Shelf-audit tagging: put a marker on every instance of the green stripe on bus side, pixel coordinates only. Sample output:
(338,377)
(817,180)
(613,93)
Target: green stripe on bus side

*Written request*:
Convert each line of the material above into a JSON list of strings, with one string per line and blank lines omitted.

*Written answer*:
[
  "Shelf-audit tagging: put a marker on every instance of the green stripe on bus side, pixel coordinates only. Sample output:",
  "(338,377)",
  "(817,180)",
  "(613,93)",
  "Target: green stripe on bus side"
]